## BEGIN
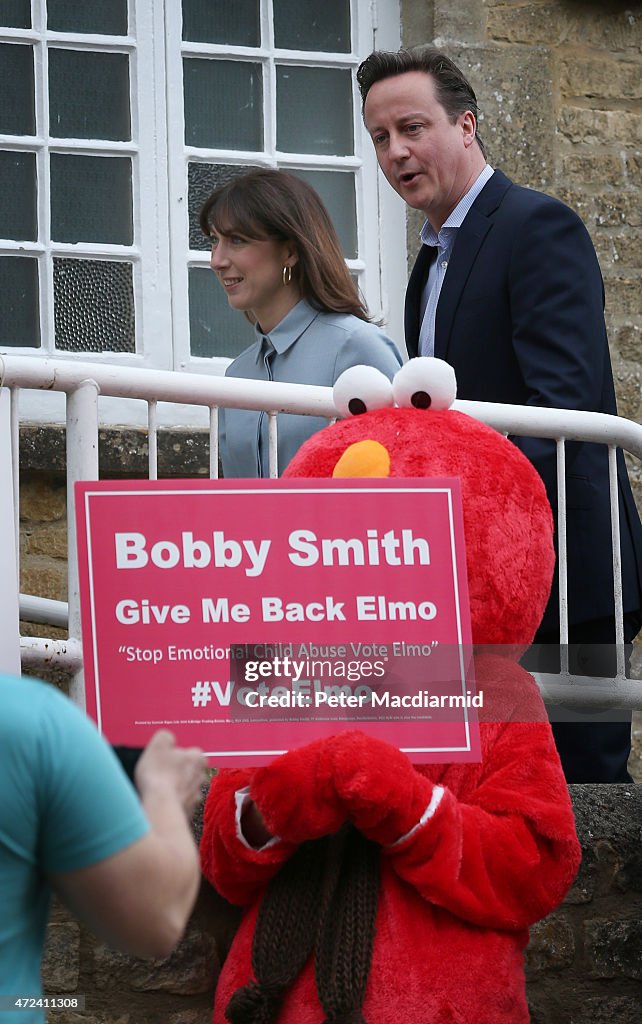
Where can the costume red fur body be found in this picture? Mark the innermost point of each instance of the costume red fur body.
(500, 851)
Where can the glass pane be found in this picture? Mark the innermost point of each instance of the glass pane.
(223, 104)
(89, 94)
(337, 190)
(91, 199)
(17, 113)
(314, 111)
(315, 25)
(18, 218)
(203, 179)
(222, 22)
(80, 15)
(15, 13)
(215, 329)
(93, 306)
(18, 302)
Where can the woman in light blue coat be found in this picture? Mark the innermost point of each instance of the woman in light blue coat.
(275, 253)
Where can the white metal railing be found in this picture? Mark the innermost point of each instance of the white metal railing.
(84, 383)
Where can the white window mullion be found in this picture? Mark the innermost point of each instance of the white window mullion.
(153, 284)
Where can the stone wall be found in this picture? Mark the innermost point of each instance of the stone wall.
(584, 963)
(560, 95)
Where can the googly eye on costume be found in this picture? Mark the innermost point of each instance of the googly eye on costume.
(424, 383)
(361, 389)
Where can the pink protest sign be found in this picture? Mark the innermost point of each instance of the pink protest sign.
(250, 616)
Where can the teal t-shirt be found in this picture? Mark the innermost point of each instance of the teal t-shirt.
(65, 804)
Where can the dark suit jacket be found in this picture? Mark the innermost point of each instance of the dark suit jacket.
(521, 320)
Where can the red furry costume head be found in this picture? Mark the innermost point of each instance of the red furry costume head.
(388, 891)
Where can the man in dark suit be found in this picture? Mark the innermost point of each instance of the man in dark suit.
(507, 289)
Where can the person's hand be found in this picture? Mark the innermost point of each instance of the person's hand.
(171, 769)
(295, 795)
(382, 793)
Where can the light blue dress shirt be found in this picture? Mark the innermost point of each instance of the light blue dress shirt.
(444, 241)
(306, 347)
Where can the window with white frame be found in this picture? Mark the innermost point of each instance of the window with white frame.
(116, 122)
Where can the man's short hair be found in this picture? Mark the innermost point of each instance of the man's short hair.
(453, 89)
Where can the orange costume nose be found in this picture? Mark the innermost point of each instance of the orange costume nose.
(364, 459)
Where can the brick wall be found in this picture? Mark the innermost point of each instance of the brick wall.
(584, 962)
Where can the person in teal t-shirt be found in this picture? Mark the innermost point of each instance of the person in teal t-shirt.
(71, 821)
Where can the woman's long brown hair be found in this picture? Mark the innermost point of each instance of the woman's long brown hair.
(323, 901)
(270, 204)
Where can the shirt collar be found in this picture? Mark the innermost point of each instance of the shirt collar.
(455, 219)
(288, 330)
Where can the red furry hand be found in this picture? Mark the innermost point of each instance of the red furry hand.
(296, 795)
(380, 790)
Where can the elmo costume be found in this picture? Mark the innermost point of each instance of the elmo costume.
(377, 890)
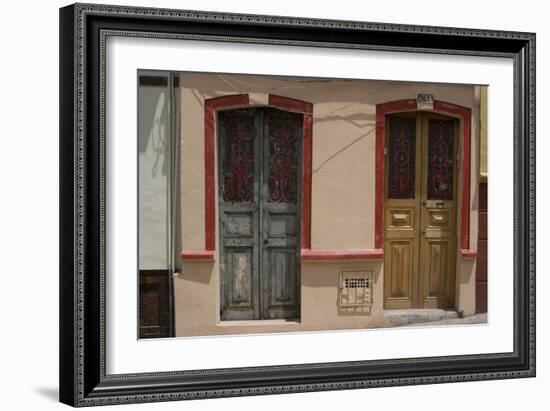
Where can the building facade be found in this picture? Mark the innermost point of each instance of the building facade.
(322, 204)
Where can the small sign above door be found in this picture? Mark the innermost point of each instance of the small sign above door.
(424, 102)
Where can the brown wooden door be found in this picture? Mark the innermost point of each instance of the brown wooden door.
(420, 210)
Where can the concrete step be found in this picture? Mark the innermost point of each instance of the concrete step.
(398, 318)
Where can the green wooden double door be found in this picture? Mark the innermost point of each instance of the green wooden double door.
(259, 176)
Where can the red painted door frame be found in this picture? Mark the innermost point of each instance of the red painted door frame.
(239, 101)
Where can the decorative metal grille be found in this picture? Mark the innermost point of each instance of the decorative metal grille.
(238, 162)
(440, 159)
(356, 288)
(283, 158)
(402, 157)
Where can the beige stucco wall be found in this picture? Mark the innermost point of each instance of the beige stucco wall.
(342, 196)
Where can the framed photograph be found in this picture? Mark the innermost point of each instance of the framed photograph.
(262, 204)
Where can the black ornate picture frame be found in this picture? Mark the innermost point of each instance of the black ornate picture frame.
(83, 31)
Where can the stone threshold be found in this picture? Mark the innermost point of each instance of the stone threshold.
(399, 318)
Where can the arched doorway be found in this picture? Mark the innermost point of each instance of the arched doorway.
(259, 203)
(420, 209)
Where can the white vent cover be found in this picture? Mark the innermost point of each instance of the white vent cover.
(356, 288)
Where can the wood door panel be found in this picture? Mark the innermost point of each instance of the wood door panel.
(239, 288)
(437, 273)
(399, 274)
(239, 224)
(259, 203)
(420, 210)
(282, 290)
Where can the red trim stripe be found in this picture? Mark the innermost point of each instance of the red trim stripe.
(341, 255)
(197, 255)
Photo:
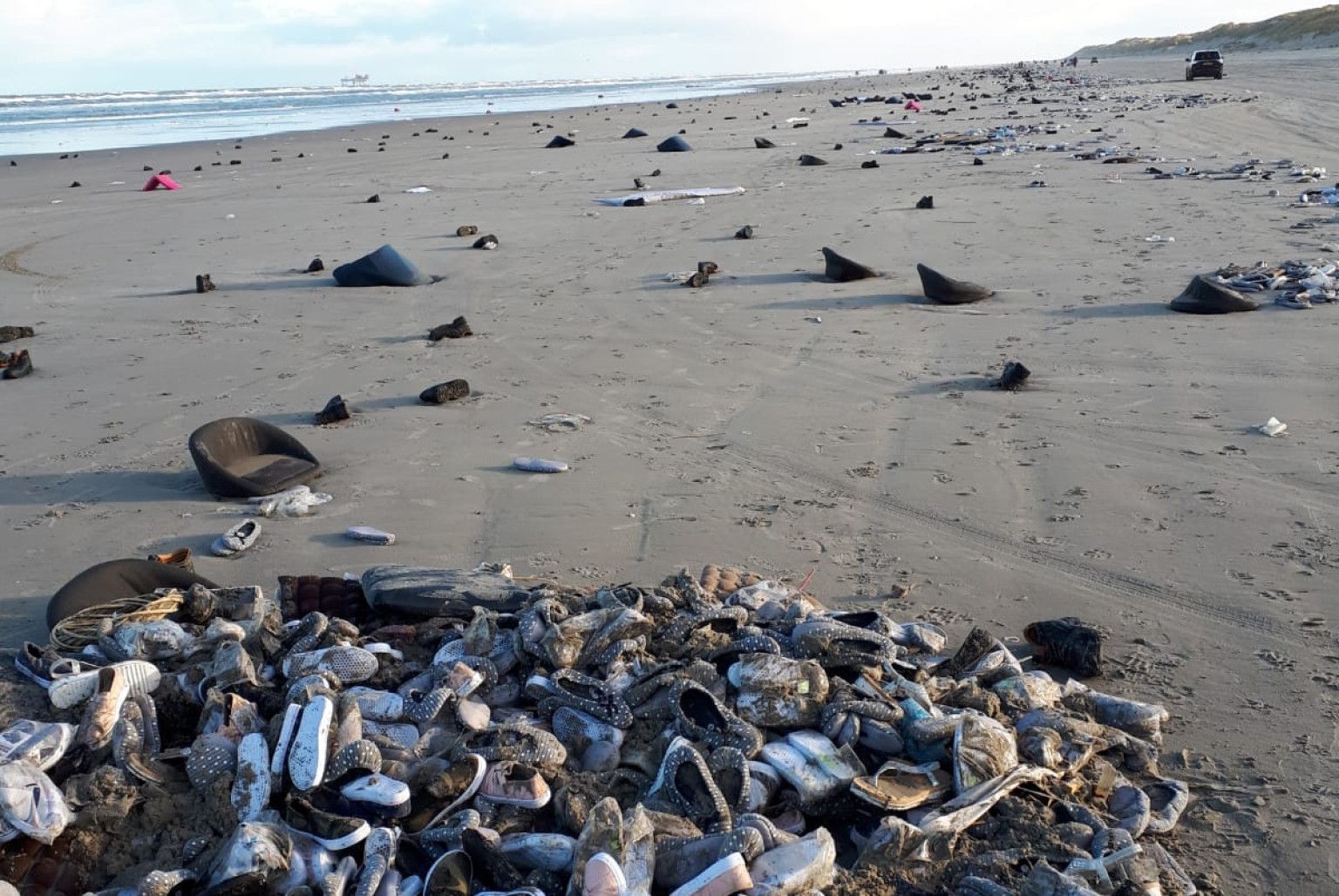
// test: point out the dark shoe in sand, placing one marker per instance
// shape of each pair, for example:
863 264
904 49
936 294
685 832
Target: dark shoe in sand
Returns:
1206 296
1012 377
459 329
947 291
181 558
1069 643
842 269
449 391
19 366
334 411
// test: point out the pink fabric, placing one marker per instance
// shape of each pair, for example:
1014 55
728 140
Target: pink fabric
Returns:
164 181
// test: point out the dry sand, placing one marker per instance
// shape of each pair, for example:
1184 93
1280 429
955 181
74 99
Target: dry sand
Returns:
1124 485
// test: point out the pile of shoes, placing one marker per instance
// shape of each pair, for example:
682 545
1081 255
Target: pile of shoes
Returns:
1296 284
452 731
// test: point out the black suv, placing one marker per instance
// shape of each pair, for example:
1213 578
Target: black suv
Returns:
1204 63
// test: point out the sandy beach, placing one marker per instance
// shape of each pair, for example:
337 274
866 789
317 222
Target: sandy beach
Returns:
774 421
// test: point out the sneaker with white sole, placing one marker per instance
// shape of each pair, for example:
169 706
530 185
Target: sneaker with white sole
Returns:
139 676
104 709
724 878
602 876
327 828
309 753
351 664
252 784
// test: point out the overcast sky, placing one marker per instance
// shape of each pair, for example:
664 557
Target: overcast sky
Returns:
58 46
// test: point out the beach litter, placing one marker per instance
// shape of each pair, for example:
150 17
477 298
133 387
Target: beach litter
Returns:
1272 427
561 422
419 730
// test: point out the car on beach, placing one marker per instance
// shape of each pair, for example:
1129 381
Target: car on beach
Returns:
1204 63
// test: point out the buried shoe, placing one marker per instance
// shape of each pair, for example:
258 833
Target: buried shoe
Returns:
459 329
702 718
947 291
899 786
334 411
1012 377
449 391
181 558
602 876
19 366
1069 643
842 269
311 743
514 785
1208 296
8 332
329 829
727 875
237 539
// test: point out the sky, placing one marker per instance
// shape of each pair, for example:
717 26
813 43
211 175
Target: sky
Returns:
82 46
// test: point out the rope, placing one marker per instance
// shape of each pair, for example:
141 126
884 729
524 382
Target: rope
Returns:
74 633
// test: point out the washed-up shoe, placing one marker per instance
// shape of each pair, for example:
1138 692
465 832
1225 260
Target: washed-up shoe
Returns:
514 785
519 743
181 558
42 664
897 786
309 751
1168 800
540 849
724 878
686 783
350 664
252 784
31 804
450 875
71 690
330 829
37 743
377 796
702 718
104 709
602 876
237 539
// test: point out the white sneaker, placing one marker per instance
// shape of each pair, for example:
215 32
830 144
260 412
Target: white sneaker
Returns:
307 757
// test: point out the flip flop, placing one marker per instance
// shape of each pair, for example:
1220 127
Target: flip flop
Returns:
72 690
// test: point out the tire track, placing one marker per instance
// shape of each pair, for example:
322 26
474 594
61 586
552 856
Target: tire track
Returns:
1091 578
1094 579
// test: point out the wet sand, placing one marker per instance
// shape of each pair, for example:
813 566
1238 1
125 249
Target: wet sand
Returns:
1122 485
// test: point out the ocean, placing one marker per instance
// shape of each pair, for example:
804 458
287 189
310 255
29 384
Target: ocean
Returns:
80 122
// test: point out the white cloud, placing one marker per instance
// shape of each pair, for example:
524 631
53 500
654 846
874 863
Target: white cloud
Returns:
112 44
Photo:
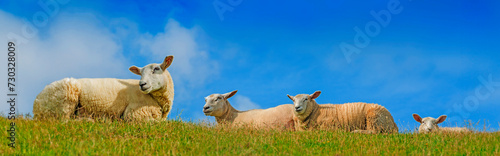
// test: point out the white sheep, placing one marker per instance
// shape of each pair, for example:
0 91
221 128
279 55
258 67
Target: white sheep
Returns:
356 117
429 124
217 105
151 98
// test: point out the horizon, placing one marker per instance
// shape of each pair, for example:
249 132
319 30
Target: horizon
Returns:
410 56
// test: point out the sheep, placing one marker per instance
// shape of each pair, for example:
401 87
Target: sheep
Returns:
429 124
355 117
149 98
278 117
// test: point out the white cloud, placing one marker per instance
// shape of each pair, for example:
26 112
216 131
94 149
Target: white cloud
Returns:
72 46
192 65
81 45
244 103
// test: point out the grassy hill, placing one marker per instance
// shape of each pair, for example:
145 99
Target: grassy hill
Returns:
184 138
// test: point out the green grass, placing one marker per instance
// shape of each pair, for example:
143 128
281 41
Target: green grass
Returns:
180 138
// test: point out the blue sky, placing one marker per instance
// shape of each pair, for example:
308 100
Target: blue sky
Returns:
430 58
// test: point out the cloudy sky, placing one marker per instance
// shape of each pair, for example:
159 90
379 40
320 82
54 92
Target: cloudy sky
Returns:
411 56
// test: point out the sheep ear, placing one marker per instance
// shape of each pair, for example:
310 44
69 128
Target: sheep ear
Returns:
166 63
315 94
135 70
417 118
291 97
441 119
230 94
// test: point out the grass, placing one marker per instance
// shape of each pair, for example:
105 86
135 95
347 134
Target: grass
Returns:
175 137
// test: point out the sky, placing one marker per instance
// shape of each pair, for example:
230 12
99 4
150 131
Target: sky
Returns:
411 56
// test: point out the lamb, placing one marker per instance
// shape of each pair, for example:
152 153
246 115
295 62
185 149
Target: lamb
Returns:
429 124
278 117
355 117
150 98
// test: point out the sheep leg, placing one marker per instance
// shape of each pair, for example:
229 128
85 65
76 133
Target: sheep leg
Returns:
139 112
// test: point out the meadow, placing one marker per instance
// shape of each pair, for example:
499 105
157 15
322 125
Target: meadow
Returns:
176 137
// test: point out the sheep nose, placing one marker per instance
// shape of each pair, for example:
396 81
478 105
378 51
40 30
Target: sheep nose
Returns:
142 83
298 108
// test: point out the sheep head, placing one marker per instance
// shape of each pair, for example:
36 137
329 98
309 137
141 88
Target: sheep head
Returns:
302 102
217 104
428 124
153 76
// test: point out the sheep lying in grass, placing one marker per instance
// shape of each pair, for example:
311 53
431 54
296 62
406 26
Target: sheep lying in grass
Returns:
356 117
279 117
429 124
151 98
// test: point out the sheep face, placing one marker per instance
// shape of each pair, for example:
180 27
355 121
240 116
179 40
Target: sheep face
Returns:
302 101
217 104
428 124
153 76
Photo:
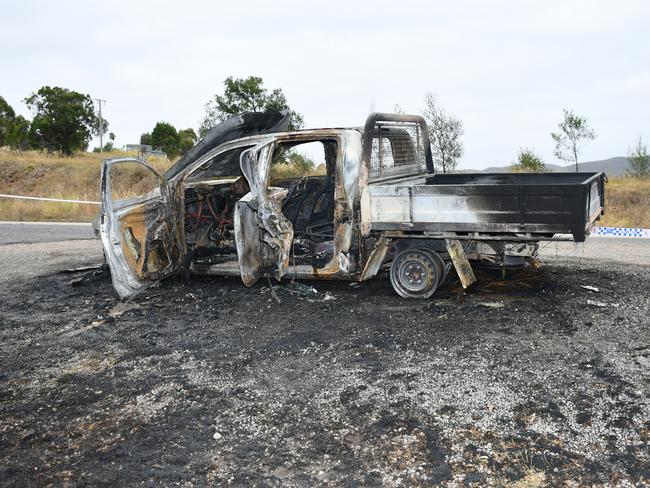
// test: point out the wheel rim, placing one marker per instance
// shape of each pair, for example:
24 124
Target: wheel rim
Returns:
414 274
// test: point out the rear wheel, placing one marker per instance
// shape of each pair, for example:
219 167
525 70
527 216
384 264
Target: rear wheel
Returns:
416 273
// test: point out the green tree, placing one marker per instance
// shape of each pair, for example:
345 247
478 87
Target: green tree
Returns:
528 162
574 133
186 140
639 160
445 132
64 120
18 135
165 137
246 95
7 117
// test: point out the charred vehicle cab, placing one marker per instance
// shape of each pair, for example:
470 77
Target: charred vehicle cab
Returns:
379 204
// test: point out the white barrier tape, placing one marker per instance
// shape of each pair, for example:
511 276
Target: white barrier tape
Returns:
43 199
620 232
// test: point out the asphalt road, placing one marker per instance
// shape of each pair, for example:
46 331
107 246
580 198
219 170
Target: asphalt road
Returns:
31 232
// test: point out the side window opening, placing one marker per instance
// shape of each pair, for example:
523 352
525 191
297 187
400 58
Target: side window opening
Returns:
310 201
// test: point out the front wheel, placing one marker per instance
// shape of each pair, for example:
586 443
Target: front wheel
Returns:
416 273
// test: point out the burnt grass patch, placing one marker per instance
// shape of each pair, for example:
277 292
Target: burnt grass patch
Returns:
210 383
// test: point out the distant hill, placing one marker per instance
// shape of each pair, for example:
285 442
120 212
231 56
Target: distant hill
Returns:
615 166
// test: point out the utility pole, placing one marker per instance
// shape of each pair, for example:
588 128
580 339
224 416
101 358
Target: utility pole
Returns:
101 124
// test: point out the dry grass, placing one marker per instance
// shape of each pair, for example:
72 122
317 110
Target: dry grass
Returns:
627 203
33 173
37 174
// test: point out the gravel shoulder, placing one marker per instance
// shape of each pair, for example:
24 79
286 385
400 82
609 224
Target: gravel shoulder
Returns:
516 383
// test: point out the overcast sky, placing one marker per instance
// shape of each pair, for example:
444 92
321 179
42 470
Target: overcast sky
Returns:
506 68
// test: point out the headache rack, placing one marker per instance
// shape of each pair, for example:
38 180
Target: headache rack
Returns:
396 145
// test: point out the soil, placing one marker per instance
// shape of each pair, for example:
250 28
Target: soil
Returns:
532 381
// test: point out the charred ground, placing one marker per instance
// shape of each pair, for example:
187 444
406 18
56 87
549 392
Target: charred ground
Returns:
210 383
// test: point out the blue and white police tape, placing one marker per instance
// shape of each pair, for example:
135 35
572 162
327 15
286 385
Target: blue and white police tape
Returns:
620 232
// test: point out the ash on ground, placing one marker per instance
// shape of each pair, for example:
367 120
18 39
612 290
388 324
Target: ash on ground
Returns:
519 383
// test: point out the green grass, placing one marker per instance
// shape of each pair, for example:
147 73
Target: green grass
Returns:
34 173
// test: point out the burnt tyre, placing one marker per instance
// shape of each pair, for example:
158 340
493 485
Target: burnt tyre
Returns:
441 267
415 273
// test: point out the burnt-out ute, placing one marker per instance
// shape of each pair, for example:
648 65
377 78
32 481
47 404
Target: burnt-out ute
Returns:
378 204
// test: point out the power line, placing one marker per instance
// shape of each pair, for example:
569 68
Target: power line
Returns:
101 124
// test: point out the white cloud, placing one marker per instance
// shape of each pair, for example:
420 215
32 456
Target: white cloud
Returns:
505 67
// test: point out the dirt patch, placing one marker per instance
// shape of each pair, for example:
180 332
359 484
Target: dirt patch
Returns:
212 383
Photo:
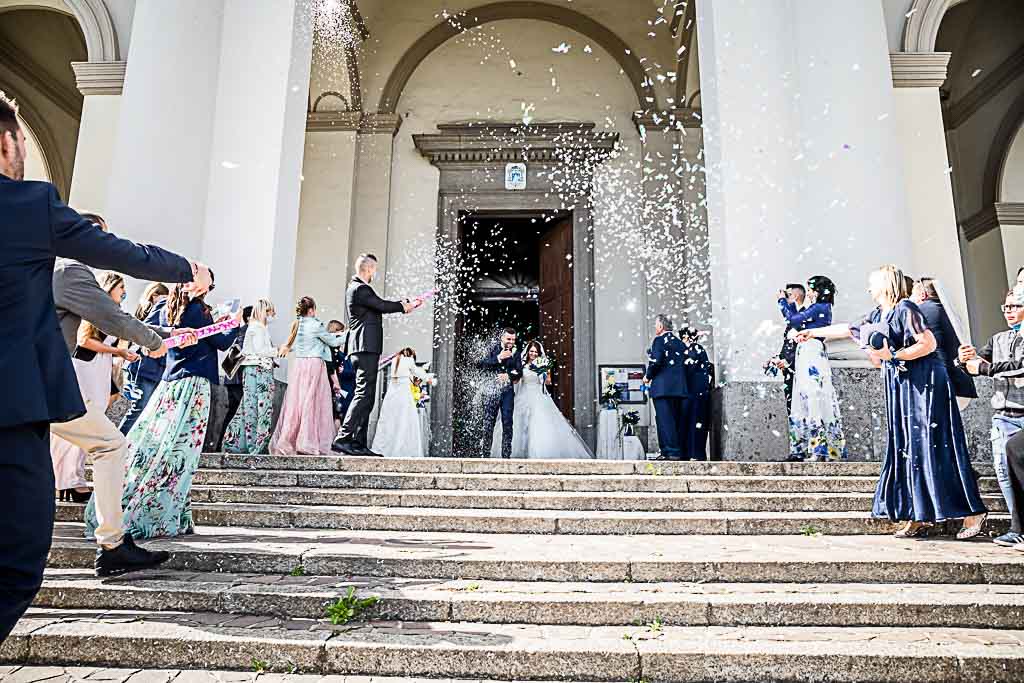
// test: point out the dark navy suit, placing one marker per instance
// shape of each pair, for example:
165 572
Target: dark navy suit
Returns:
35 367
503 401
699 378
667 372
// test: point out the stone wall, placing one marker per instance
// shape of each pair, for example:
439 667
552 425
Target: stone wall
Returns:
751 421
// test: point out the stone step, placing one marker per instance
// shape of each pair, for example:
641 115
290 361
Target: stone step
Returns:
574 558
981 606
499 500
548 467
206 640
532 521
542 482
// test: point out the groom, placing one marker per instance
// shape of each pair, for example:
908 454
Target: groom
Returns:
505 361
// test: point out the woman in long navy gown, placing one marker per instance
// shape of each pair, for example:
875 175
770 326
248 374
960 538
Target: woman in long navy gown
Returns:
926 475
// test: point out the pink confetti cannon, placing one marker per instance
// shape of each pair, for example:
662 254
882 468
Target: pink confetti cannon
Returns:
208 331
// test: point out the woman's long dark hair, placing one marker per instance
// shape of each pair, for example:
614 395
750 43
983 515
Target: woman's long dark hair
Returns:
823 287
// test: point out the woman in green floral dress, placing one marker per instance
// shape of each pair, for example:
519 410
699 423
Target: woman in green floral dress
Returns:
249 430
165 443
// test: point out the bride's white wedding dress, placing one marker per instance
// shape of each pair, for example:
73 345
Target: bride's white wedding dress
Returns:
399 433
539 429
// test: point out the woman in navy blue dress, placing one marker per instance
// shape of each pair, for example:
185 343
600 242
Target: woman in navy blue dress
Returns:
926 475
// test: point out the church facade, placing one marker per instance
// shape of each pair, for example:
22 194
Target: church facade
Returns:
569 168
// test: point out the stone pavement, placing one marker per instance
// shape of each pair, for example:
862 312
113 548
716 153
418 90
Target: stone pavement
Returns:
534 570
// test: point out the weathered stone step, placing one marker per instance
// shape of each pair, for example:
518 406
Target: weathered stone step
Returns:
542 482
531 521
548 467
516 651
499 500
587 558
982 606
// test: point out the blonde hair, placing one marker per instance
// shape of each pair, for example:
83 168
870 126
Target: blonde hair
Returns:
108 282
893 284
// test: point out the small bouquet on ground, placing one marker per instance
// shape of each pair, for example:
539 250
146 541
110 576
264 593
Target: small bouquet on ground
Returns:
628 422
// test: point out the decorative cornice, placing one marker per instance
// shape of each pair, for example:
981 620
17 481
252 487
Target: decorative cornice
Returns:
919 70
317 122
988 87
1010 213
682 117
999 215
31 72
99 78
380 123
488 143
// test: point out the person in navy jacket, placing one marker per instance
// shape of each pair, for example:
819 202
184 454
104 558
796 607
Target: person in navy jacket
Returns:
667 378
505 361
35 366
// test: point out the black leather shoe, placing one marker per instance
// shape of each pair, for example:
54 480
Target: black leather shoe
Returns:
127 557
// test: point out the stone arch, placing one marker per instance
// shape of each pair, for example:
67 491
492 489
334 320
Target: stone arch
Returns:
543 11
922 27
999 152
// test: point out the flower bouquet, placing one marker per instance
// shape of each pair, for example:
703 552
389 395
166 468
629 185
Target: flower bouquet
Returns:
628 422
## END
# Aim of the task
Please extract exactly, and only, the lines from the line containing "weathered stone step, placing one marker per instance" through the last line of the records.

# Task solution
// test: point out the weathered stone step, placing one marker per instance
// shape of each pair, for example:
518 406
Target: weathered stone step
Returns:
542 482
531 521
548 467
516 651
499 500
587 558
982 606
// test: point out the blonde hair, placing one marker per instance
// shape of each pair, for example:
83 168
870 126
Target: blonde hair
Returns:
108 282
893 284
// test: point out the small bouquet on ground, placing one marker per instance
// shape of each pair, for example:
539 250
146 541
110 576
264 593
Target: small bouquet on ground
Returns:
628 422
// test: point out the decorative cornice, placing one marker per instance
// shape of each pair, for example:
981 620
17 481
252 487
Target: decorative cornice
Returns:
919 70
317 122
988 87
1010 213
682 117
999 215
31 72
99 78
380 123
488 143
// test: point out the person in navy jacket, placing one marker per instance
// shape of each pair, for example:
819 202
184 454
104 558
796 607
Target: person in navy jacket
Returns:
667 378
505 361
35 366
// test: point out the black leather shoe, placing one marker per instance
// shape of each pair, for example:
54 480
Target: black leather shoe
Returns:
127 557
// test: point out the stone arch, placing one marker per instance
// shape of each pair, for example:
67 491
492 489
334 320
Target: stone arch
Returns:
543 11
922 27
999 152
// test: point out the flower bouquet, placing one marker per instance
// shape of each pair, for example:
703 552
389 395
166 468
629 185
Target: flower bouquet
Returns:
628 422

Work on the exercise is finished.